# [The problem]
Exactly as written, output each of the lines below, with no images.
##### Records supplied #####
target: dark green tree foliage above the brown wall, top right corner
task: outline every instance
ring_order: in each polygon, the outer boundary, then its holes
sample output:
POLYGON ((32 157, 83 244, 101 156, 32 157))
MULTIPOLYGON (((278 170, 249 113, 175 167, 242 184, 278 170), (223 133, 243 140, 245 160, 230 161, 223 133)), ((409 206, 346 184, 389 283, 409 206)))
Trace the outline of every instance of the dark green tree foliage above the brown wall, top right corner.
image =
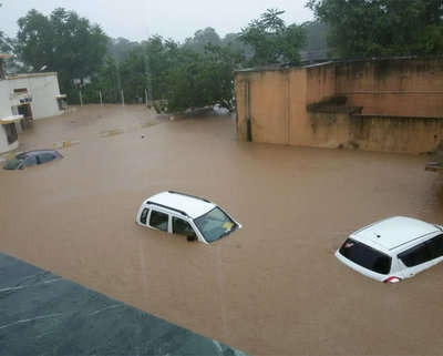
POLYGON ((443 53, 442 0, 310 0, 339 57, 443 53))

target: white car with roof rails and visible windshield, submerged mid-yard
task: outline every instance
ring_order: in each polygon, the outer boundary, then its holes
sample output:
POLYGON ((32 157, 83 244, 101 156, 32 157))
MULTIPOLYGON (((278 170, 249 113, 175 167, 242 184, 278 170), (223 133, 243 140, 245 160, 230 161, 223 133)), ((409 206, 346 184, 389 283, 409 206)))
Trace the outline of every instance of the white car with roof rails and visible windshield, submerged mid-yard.
POLYGON ((241 225, 206 199, 175 191, 145 200, 135 222, 142 226, 187 236, 188 241, 212 243, 241 225))

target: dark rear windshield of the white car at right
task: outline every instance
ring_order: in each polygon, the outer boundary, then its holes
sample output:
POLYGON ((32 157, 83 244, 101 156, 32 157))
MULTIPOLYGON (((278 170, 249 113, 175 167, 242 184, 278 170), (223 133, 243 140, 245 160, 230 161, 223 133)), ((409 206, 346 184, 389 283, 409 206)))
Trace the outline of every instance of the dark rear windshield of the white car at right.
POLYGON ((361 242, 348 238, 340 248, 340 254, 358 265, 380 274, 391 271, 392 258, 361 242))

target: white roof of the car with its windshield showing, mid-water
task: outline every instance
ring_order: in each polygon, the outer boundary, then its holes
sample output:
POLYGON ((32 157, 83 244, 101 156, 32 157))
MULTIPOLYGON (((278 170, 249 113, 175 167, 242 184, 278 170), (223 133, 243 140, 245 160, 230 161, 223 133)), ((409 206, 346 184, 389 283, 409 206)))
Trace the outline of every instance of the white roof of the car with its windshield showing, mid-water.
POLYGON ((196 218, 212 211, 216 205, 205 199, 174 191, 162 192, 146 200, 146 203, 159 204, 196 218))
#####
# [Solution for this task]
target: dark green tree foliage above the brown wall, top right corner
task: outline every instance
ring_order: in each polygon, the outer boundary, then its holes
sample output:
POLYGON ((32 157, 83 244, 101 156, 32 157))
MULTIPOLYGON (((278 170, 249 113, 175 167, 242 184, 278 170), (223 133, 243 140, 245 160, 230 161, 223 133)), ((409 206, 346 184, 389 283, 409 206)))
Trace the outline of every instance of the dark green tree foliage above the brown wall, top right corner.
image =
POLYGON ((443 53, 442 0, 310 0, 339 57, 443 53))

target: white car with roof rails and visible windshield, submerged mid-yard
task: outline every instance
ring_order: in each polygon, the outer boundary, then its holes
sample output:
POLYGON ((32 157, 83 244, 101 156, 32 157))
MULTIPOLYGON (((278 170, 249 113, 175 167, 242 184, 278 170), (223 133, 243 140, 245 160, 230 161, 223 133)), ((409 206, 346 184, 389 283, 409 206)))
Trace the outline of every instance of the white car with roof rails and visible windshield, submerged mid-yard.
POLYGON ((241 225, 206 199, 175 191, 145 200, 135 222, 142 226, 187 236, 188 241, 212 243, 241 225))

target: dark rear windshield of the white car at right
task: outline every instance
ring_order: in each polygon, the outer boundary, then its holes
sample output:
POLYGON ((32 157, 83 244, 101 156, 32 157))
MULTIPOLYGON (((278 170, 249 113, 175 167, 242 184, 278 170), (223 133, 243 140, 245 160, 230 161, 223 133)), ((409 206, 346 184, 389 283, 409 206)))
Trace the outline of every instance of the dark rear windshield of the white car at right.
POLYGON ((361 242, 348 238, 340 248, 340 254, 358 265, 380 274, 391 271, 392 258, 361 242))

target: white roof of the car with its windshield showing, mid-water
task: outline every instance
ring_order: in each polygon, the outer boundary, then its holes
sample output:
POLYGON ((32 157, 83 244, 101 156, 32 157))
MULTIPOLYGON (((278 170, 249 113, 175 167, 242 184, 278 170), (223 133, 243 140, 245 160, 230 161, 223 133)), ((409 206, 346 184, 389 283, 409 206)))
Trace the outline of every instance of the white roof of the car with its windshield showing, mid-water.
POLYGON ((196 218, 212 211, 216 205, 205 199, 174 191, 162 192, 146 200, 146 203, 159 204, 196 218))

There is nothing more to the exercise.